— start of Quoted passage —
Timeline

Title: Technology - Timeline

Author: Andrew Renaud

Grade Level: 9

Subject/Content: Integrated/Applied Mathematics

Summary of Lesson: Through the application of math concepts, the purpose of the investigation is to examine similarity, scale drawing, scale factor and conversion factor in order to develop an understanding of how these concepts apply to a timeline of evolutionary history.

Focus Question: How will an understanding of similarity, scale drawing, scale factor and conversion factor play an important role in the synthesis of an evolutionary timeline?

Databases(s): Academic ASAP, Student Resource Center

Procedures:

Materials needed:  Timeline handouts, Scientific Calculator, meter sticks, large pieces of rolled paper (at least four meters in length ruler), pictures from old magazines/news papers/internet, clip board, loose leaf paper, pencils

• After our general review of the prerequisites: similarity, scale drawing, scale factor and conversion factor, students are asked to participate in the activity in pairs.
— end of Quoted passage —
— start of Record set —
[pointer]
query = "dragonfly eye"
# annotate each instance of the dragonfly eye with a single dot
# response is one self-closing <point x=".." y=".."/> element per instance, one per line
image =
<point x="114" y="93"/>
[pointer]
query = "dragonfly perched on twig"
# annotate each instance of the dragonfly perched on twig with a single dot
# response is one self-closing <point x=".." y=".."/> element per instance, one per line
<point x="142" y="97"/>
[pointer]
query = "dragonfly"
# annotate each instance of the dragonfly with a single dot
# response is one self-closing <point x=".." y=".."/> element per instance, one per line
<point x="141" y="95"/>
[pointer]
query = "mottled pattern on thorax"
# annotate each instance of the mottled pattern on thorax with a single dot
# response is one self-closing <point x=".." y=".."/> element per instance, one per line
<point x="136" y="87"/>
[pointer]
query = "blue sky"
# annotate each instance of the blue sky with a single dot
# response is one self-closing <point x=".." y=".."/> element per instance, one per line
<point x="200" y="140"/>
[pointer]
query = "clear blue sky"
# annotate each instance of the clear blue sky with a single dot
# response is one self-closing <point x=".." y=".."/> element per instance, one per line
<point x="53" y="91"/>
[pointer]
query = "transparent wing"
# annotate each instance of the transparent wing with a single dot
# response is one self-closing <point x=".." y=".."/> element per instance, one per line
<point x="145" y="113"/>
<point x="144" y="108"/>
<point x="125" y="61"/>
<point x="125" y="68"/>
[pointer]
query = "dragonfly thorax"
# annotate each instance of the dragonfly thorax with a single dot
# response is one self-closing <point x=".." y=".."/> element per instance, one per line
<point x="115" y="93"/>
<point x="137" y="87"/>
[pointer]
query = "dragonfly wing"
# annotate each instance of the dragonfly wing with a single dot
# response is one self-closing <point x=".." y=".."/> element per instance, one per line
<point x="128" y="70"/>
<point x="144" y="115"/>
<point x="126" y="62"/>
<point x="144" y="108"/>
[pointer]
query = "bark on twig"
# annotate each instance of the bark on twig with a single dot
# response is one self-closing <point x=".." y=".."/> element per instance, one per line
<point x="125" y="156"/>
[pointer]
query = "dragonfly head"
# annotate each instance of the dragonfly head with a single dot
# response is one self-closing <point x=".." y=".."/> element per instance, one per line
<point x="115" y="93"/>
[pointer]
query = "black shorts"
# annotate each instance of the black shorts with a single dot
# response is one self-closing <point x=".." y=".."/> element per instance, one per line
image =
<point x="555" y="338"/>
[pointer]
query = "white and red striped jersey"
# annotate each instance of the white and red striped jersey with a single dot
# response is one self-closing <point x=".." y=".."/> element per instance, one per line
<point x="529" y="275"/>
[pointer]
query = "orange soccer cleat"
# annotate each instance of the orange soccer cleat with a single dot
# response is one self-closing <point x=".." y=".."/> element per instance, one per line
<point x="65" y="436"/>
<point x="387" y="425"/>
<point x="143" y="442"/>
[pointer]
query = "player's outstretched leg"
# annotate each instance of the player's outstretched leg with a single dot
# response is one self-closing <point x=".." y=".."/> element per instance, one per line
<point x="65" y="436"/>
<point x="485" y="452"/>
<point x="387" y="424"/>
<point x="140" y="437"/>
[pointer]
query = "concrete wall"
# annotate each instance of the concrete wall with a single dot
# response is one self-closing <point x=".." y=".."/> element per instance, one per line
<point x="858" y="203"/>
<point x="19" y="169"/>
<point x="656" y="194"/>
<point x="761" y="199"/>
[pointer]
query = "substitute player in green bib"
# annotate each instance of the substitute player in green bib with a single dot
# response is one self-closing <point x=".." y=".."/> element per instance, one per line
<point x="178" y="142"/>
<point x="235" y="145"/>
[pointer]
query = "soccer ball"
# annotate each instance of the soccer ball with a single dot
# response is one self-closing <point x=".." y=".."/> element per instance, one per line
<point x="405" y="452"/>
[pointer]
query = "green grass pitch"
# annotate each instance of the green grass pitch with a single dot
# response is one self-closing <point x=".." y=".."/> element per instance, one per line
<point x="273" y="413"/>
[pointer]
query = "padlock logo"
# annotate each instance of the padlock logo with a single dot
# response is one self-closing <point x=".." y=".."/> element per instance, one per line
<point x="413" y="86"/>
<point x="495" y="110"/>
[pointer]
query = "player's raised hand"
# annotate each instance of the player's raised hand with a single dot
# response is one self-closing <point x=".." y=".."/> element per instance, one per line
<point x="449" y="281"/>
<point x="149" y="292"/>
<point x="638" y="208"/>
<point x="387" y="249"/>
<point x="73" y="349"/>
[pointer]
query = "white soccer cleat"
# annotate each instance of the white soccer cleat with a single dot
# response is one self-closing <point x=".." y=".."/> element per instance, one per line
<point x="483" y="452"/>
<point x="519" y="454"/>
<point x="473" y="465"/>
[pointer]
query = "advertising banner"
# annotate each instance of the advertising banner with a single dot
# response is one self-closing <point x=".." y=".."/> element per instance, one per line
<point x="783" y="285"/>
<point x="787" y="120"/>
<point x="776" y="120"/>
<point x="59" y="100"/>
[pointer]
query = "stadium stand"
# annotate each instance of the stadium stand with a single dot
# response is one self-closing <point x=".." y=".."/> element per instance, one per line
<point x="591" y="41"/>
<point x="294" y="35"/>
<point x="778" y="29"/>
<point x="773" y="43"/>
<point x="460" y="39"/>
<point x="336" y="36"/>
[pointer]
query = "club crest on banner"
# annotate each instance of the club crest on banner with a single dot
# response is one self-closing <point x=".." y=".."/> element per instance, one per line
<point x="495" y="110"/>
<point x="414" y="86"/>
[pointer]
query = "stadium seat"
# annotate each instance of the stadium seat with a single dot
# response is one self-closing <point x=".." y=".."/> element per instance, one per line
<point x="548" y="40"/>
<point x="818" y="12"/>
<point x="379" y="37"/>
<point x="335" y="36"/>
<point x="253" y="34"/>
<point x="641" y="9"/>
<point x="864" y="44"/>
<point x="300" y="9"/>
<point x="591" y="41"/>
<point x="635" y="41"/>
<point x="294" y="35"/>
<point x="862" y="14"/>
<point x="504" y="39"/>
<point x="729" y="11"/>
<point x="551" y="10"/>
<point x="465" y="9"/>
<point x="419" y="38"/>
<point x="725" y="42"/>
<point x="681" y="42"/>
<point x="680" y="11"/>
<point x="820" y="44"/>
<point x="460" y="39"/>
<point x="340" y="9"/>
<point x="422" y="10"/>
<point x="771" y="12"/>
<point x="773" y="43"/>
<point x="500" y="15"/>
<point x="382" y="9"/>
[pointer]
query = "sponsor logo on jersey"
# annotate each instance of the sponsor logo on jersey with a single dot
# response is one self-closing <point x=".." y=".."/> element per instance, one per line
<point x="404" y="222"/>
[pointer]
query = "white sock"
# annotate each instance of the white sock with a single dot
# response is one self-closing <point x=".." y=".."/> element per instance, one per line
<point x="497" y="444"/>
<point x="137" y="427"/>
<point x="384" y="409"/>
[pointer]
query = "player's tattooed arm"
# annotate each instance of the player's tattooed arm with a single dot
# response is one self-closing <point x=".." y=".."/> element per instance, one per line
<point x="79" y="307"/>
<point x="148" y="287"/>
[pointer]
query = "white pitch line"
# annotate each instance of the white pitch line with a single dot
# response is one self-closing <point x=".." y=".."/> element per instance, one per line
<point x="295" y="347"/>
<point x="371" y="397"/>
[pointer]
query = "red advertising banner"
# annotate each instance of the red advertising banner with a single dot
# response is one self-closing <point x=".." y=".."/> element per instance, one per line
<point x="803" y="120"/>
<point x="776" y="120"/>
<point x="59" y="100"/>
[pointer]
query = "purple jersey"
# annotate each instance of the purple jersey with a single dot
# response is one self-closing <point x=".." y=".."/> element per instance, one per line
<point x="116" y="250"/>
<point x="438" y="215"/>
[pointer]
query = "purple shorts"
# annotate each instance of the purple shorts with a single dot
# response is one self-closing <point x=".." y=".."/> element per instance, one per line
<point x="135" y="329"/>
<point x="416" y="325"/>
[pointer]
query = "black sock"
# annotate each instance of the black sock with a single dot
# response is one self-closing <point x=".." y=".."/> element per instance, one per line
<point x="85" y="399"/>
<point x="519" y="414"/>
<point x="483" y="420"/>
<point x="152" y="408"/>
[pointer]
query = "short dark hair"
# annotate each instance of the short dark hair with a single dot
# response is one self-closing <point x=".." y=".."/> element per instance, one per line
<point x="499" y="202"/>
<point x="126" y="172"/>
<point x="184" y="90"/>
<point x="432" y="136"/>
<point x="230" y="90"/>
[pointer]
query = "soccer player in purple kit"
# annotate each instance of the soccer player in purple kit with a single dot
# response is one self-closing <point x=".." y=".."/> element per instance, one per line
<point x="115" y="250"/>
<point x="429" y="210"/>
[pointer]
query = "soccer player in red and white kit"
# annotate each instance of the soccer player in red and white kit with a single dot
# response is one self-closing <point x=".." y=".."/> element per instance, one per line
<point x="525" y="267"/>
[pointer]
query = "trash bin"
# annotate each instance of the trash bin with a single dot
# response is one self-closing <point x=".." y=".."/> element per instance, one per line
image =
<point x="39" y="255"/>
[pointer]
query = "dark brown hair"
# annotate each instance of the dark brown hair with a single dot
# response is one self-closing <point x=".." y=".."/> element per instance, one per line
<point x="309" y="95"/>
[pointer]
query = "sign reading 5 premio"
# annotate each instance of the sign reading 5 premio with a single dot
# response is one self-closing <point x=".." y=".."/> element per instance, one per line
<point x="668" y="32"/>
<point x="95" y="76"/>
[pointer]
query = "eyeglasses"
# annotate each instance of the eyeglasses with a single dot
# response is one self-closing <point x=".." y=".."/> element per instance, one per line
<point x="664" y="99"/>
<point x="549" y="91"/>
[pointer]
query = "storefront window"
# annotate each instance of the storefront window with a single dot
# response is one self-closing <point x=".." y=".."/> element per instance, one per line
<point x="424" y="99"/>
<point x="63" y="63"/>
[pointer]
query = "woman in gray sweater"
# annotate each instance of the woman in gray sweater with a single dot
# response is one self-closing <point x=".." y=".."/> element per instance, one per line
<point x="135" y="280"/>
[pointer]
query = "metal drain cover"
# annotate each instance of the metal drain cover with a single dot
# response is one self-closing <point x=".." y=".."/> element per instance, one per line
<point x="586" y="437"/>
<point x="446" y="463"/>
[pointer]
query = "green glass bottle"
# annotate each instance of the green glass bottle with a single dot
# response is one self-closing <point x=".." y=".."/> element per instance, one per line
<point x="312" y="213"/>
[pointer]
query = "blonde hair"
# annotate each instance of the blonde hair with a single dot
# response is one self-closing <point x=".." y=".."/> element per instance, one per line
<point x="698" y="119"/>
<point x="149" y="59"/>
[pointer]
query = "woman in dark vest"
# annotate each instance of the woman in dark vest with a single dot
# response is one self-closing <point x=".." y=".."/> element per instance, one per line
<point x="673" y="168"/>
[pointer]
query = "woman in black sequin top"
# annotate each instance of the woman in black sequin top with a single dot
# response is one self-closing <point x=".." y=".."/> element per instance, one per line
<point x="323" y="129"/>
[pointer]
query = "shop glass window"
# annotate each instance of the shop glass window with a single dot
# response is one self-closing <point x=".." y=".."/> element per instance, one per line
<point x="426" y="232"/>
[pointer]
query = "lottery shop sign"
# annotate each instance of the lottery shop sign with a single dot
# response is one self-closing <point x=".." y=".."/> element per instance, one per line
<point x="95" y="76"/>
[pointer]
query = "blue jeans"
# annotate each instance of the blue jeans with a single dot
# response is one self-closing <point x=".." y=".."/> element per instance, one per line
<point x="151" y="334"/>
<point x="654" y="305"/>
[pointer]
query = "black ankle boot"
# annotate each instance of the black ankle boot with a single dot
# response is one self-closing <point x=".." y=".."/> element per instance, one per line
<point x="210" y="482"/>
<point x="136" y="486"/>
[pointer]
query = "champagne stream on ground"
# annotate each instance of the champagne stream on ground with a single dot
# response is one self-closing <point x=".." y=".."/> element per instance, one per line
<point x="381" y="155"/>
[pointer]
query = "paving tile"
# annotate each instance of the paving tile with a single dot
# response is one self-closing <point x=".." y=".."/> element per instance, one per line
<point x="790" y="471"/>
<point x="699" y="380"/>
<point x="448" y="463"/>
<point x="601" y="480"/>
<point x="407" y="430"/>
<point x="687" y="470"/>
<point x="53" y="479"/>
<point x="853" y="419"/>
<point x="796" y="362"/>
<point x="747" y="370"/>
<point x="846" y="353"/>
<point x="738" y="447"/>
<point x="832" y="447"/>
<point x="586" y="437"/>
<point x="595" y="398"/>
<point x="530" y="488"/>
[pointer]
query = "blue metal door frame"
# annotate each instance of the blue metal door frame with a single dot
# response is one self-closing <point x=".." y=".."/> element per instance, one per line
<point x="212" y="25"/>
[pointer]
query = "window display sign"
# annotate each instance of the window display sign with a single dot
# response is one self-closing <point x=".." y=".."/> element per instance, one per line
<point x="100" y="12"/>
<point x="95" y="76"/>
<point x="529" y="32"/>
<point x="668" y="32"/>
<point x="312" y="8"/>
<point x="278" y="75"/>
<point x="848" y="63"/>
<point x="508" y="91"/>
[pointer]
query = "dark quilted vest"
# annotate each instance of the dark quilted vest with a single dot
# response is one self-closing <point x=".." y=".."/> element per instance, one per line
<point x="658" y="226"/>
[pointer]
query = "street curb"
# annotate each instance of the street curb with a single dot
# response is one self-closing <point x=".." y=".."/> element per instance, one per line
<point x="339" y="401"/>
— end of Record set —
_What is asked_
**A)** For what grade level is the timeline lesson plan written?
**B)** Print the part of the timeline lesson plan that opens with the words containing "Summary of Lesson: Through" and closes with "an evolutionary timeline?".
**C)** Name each math concept that the timeline lesson plan lists as a prerequisite for review.

_List of solutions_
**A)** Grade 9

**B)**
Summary of Lesson: Through the application of math concepts, the purpose of the investigation is to examine similarity, scale drawing, scale factor and conversion factor in order to develop an understanding of how these concepts apply to a timeline of evolutionary history.

Focus Question: How will an understanding of similarity, scale drawing, scale factor and conversion factor play an important role in the synthesis of an evolutionary timeline?

**C)** similarity, scale drawing, scale factor, conversion factor